--- Start of Supplied data ---

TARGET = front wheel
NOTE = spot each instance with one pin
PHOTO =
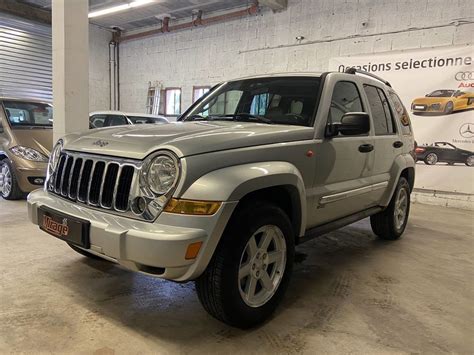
(9, 188)
(391, 222)
(251, 267)
(448, 109)
(470, 160)
(431, 159)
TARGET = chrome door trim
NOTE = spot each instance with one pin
(351, 193)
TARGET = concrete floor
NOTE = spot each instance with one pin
(350, 293)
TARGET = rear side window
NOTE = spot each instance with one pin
(400, 112)
(380, 109)
(345, 98)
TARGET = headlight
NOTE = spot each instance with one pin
(162, 174)
(55, 154)
(28, 153)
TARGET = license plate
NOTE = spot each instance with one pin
(70, 229)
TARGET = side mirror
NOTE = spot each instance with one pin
(352, 124)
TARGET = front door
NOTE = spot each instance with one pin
(343, 163)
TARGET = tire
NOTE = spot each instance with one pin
(431, 159)
(470, 160)
(85, 253)
(448, 108)
(220, 290)
(387, 224)
(9, 188)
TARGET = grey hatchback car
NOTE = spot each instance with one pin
(253, 168)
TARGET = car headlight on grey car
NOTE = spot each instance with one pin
(28, 153)
(162, 174)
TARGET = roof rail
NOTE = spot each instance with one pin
(353, 70)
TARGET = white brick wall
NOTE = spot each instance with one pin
(207, 55)
(98, 68)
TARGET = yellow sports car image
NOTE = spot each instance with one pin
(443, 102)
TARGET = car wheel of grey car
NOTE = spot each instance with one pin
(431, 159)
(8, 185)
(251, 267)
(470, 160)
(448, 108)
(84, 253)
(391, 222)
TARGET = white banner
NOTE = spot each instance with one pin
(437, 88)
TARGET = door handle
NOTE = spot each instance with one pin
(366, 148)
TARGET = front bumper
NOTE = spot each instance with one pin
(156, 249)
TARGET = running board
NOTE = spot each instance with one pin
(329, 227)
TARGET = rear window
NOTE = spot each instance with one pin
(23, 113)
(144, 119)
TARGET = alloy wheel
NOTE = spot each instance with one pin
(5, 180)
(262, 265)
(432, 158)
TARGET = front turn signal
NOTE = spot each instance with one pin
(192, 207)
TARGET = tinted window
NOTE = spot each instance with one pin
(28, 113)
(400, 112)
(115, 120)
(345, 98)
(144, 119)
(381, 115)
(281, 100)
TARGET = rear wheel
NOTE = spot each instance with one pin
(251, 267)
(9, 188)
(391, 223)
(431, 159)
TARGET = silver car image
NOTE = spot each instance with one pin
(253, 168)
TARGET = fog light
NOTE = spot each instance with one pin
(193, 250)
(203, 208)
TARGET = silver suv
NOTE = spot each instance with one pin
(222, 197)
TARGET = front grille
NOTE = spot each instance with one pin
(93, 180)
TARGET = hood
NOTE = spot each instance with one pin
(40, 139)
(430, 100)
(184, 138)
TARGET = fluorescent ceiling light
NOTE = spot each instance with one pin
(119, 8)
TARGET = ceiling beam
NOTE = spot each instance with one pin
(275, 5)
(25, 11)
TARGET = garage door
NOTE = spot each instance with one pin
(25, 60)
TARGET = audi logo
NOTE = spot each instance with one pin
(464, 76)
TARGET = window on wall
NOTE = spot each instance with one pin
(198, 91)
(172, 101)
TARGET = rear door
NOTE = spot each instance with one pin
(342, 177)
(387, 143)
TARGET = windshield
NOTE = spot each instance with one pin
(278, 100)
(144, 119)
(441, 93)
(23, 113)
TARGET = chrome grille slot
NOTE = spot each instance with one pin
(123, 188)
(96, 183)
(110, 179)
(67, 176)
(84, 181)
(100, 182)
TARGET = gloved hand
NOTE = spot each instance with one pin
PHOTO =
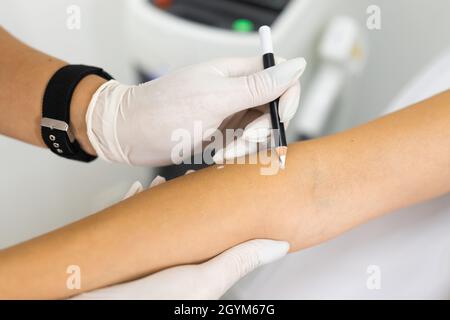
(134, 124)
(209, 280)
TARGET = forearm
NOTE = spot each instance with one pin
(24, 74)
(329, 186)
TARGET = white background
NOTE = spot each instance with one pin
(40, 192)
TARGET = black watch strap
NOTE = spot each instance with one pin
(55, 123)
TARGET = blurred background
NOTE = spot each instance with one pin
(355, 70)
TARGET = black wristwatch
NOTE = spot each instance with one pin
(55, 123)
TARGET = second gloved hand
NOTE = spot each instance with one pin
(134, 124)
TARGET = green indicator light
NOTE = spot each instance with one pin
(243, 25)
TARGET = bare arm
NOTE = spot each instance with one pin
(24, 74)
(330, 186)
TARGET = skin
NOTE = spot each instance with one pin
(26, 70)
(329, 186)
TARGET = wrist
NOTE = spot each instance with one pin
(78, 107)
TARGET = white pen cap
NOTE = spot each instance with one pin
(265, 34)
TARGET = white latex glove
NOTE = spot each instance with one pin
(134, 124)
(209, 280)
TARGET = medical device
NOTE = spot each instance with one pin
(342, 51)
(277, 126)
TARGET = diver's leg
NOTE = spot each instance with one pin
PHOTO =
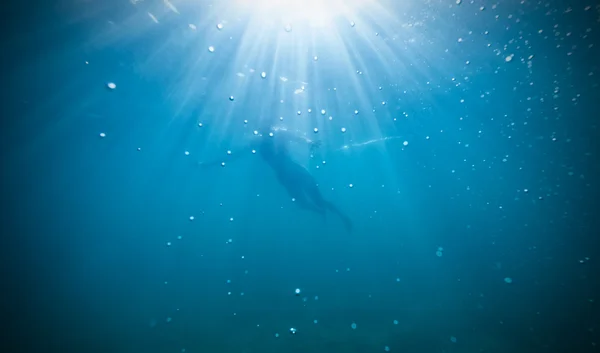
(309, 185)
(298, 195)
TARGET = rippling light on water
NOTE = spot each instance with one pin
(300, 50)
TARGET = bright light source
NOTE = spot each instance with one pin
(316, 12)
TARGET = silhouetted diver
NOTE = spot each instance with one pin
(272, 146)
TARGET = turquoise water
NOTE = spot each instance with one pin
(459, 138)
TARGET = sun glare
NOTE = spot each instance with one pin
(315, 12)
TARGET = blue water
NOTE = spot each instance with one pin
(461, 139)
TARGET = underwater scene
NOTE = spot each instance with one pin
(268, 176)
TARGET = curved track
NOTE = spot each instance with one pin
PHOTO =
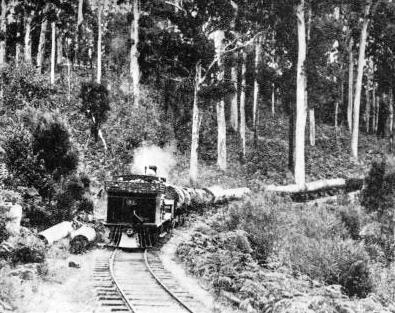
(137, 282)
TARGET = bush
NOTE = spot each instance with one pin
(316, 243)
(95, 105)
(259, 218)
(40, 157)
(378, 198)
(22, 86)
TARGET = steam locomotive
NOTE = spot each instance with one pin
(142, 208)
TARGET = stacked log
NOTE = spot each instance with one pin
(186, 197)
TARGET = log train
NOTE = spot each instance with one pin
(142, 208)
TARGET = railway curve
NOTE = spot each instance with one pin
(138, 282)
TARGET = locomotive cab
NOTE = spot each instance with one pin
(137, 207)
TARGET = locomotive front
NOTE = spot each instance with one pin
(137, 210)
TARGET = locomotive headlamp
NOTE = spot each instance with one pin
(129, 232)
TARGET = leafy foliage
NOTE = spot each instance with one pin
(23, 86)
(41, 157)
(95, 104)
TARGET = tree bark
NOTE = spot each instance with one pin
(367, 110)
(312, 126)
(134, 54)
(258, 51)
(196, 121)
(306, 99)
(99, 44)
(28, 38)
(3, 32)
(53, 52)
(242, 104)
(41, 44)
(273, 100)
(299, 168)
(374, 107)
(350, 83)
(218, 37)
(377, 114)
(234, 106)
(358, 86)
(59, 50)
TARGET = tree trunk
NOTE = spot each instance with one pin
(134, 54)
(350, 83)
(59, 50)
(41, 44)
(273, 100)
(367, 111)
(99, 40)
(258, 51)
(196, 121)
(291, 138)
(234, 107)
(306, 99)
(377, 113)
(28, 38)
(374, 106)
(3, 31)
(53, 52)
(312, 126)
(218, 37)
(242, 105)
(358, 86)
(299, 168)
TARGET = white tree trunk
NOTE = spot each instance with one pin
(368, 107)
(53, 52)
(41, 44)
(299, 167)
(273, 100)
(28, 39)
(134, 54)
(312, 126)
(358, 86)
(3, 30)
(196, 121)
(234, 108)
(59, 50)
(374, 107)
(377, 114)
(242, 104)
(258, 51)
(350, 83)
(218, 37)
(99, 44)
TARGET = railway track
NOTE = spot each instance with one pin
(137, 282)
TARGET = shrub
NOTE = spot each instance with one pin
(22, 86)
(316, 243)
(40, 157)
(351, 219)
(259, 218)
(95, 104)
(379, 200)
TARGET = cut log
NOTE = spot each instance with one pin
(352, 197)
(81, 239)
(354, 183)
(56, 233)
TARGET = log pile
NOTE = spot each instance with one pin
(186, 197)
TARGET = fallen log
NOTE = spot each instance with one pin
(56, 233)
(81, 239)
(349, 184)
(351, 196)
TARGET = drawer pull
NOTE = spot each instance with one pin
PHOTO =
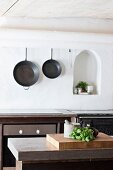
(20, 131)
(37, 131)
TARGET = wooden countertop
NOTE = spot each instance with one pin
(39, 149)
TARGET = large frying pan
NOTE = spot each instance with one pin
(51, 68)
(26, 73)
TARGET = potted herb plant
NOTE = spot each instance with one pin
(82, 85)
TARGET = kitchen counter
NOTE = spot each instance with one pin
(36, 150)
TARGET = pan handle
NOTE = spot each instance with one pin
(51, 53)
(26, 88)
(26, 54)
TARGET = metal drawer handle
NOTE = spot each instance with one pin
(37, 131)
(20, 131)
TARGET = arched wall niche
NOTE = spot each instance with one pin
(87, 68)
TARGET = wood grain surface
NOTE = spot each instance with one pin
(58, 140)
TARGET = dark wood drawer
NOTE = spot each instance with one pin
(39, 129)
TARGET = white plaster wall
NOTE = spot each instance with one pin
(54, 93)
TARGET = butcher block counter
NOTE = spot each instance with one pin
(25, 123)
(38, 153)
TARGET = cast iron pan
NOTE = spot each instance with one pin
(51, 68)
(26, 73)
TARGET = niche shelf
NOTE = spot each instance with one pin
(87, 68)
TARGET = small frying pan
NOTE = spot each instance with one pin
(26, 73)
(51, 68)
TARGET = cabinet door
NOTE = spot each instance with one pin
(32, 129)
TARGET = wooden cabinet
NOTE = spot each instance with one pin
(26, 126)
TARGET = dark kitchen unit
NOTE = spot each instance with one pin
(27, 125)
(101, 120)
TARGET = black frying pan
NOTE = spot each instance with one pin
(51, 68)
(26, 73)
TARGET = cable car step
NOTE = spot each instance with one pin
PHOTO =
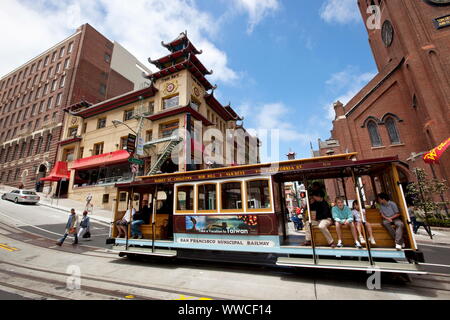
(145, 251)
(350, 265)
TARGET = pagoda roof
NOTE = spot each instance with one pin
(173, 46)
(187, 53)
(233, 113)
(185, 109)
(115, 102)
(187, 64)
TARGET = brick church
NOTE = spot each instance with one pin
(405, 108)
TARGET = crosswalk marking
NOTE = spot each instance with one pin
(7, 248)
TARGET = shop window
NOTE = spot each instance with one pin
(207, 197)
(231, 193)
(185, 198)
(258, 194)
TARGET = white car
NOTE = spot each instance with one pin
(22, 196)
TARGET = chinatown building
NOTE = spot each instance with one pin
(182, 125)
(405, 110)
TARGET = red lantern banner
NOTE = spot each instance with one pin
(434, 155)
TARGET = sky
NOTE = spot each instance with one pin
(281, 63)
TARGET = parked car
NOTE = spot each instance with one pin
(22, 196)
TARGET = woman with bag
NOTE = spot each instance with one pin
(84, 232)
(71, 228)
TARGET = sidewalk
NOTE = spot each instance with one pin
(65, 205)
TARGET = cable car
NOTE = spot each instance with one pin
(239, 214)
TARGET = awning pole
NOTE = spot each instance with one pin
(155, 199)
(363, 218)
(311, 227)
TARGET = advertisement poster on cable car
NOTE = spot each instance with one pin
(222, 224)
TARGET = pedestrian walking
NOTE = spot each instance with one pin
(71, 228)
(85, 224)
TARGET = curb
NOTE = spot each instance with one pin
(93, 217)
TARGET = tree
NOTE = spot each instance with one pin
(423, 193)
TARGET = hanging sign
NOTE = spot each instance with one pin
(434, 155)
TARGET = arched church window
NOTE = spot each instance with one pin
(374, 134)
(392, 131)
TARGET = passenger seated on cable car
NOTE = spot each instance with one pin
(323, 219)
(140, 218)
(122, 224)
(391, 216)
(343, 217)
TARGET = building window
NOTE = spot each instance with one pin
(167, 129)
(102, 89)
(207, 197)
(39, 145)
(58, 99)
(171, 102)
(231, 196)
(80, 153)
(62, 82)
(98, 149)
(101, 123)
(54, 83)
(128, 115)
(374, 134)
(392, 131)
(149, 136)
(73, 132)
(49, 104)
(49, 142)
(123, 143)
(185, 198)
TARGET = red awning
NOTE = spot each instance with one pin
(58, 172)
(101, 160)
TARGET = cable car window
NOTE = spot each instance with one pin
(258, 194)
(185, 198)
(231, 196)
(207, 197)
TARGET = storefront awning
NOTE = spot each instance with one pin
(58, 173)
(101, 160)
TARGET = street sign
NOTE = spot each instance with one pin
(140, 148)
(136, 161)
(131, 143)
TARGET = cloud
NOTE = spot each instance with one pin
(345, 85)
(340, 11)
(257, 10)
(139, 27)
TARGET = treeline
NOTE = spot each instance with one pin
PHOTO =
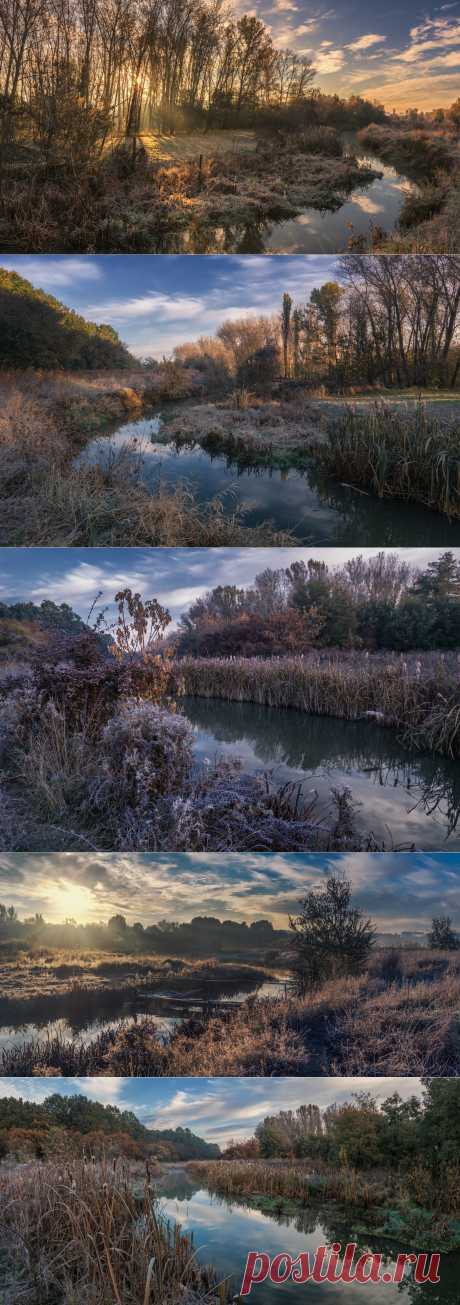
(71, 75)
(370, 603)
(360, 1133)
(79, 1124)
(38, 330)
(203, 936)
(390, 322)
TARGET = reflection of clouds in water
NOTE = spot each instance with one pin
(369, 205)
(246, 1228)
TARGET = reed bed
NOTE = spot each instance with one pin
(305, 1184)
(420, 697)
(396, 454)
(79, 1235)
(400, 1017)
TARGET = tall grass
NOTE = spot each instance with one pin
(396, 454)
(417, 696)
(290, 1181)
(400, 1017)
(79, 1233)
(45, 499)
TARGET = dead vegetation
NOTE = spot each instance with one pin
(45, 499)
(75, 1231)
(400, 1017)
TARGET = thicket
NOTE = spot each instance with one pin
(375, 603)
(86, 1124)
(38, 330)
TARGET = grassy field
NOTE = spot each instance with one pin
(400, 1017)
(46, 419)
(76, 1232)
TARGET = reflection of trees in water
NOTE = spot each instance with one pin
(378, 521)
(288, 737)
(329, 1226)
(80, 1009)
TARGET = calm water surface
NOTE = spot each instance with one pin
(225, 1231)
(303, 501)
(85, 1014)
(404, 799)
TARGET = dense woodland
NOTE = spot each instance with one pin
(72, 1124)
(69, 75)
(38, 330)
(203, 936)
(390, 321)
(396, 1134)
(371, 603)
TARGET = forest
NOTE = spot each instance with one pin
(369, 603)
(201, 936)
(69, 1125)
(128, 114)
(320, 997)
(107, 732)
(326, 418)
(345, 1169)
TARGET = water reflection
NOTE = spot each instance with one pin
(85, 1012)
(225, 1231)
(301, 500)
(404, 799)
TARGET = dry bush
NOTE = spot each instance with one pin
(420, 698)
(77, 1233)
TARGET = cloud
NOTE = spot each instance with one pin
(329, 60)
(365, 42)
(153, 304)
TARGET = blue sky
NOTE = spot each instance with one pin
(400, 891)
(157, 302)
(216, 1108)
(400, 54)
(175, 576)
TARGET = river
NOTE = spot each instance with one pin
(315, 509)
(85, 1013)
(225, 1231)
(404, 799)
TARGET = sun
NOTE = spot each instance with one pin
(72, 901)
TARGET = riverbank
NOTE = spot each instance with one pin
(380, 1203)
(45, 423)
(430, 215)
(417, 696)
(130, 201)
(400, 1017)
(81, 1227)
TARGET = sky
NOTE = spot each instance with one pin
(177, 577)
(399, 891)
(399, 54)
(156, 302)
(217, 1109)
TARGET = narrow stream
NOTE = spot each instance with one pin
(84, 1014)
(316, 510)
(225, 1231)
(403, 799)
(378, 204)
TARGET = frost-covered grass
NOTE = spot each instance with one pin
(407, 456)
(76, 1232)
(46, 499)
(399, 1017)
(416, 694)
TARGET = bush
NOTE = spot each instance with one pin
(145, 751)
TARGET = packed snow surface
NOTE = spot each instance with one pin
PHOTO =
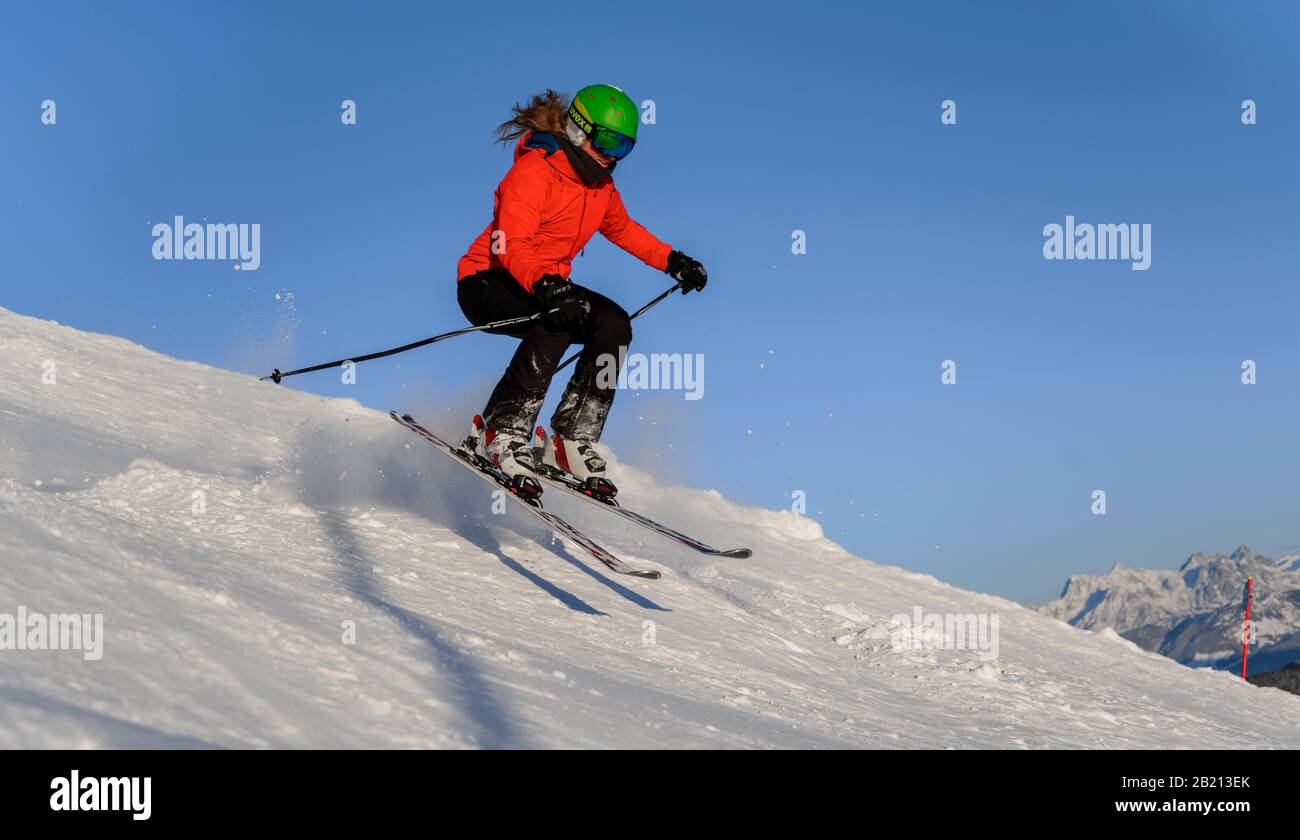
(274, 568)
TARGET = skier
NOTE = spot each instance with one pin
(558, 193)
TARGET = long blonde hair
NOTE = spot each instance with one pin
(544, 112)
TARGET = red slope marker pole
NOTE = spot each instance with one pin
(1246, 631)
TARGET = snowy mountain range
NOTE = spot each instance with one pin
(1194, 614)
(276, 568)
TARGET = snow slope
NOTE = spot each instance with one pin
(225, 627)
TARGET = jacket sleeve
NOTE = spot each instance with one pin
(520, 199)
(624, 232)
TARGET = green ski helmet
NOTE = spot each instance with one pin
(607, 117)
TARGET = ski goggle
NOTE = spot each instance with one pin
(611, 143)
(606, 141)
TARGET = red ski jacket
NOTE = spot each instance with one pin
(544, 216)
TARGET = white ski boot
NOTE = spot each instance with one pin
(508, 453)
(573, 462)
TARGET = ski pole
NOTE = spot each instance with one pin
(662, 297)
(276, 376)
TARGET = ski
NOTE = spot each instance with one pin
(533, 505)
(562, 481)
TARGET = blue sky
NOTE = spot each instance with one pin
(822, 369)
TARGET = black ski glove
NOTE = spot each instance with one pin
(570, 311)
(688, 272)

--- End of Supplied data ---

What the task requires: Everything from the line containing "TARGET = snow slope" through the last line of the records must be given again exactly; leave out all other lines.

Answer to this task:
TARGET = snow slope
NOTE = spot each instance with one pin
(225, 627)
TARGET = jacket sleeve
NOTE = spot each instance with one pin
(520, 199)
(624, 232)
TARGET = green ski helmet
NOTE = spot each instance with one pin
(607, 117)
TARGET = ski goggle
NOTE = spot each instance with one pin
(611, 143)
(606, 141)
TARGET = red ski jacket
NOTE = spot each instance with one pin
(544, 216)
TARGET = white ski boot
NOTE = spot each instance with one pin
(508, 453)
(573, 462)
TARGET = ski pole
NOTE = spot each instance with one pin
(662, 297)
(276, 376)
TARGET = ski
NOTE = spot each instance with one pin
(533, 505)
(562, 481)
TARGET = blue sky
NOTE = spot each instance with one pin
(822, 369)
TARGET = black ski glove
NOTE = spot each instance with one pin
(570, 311)
(688, 272)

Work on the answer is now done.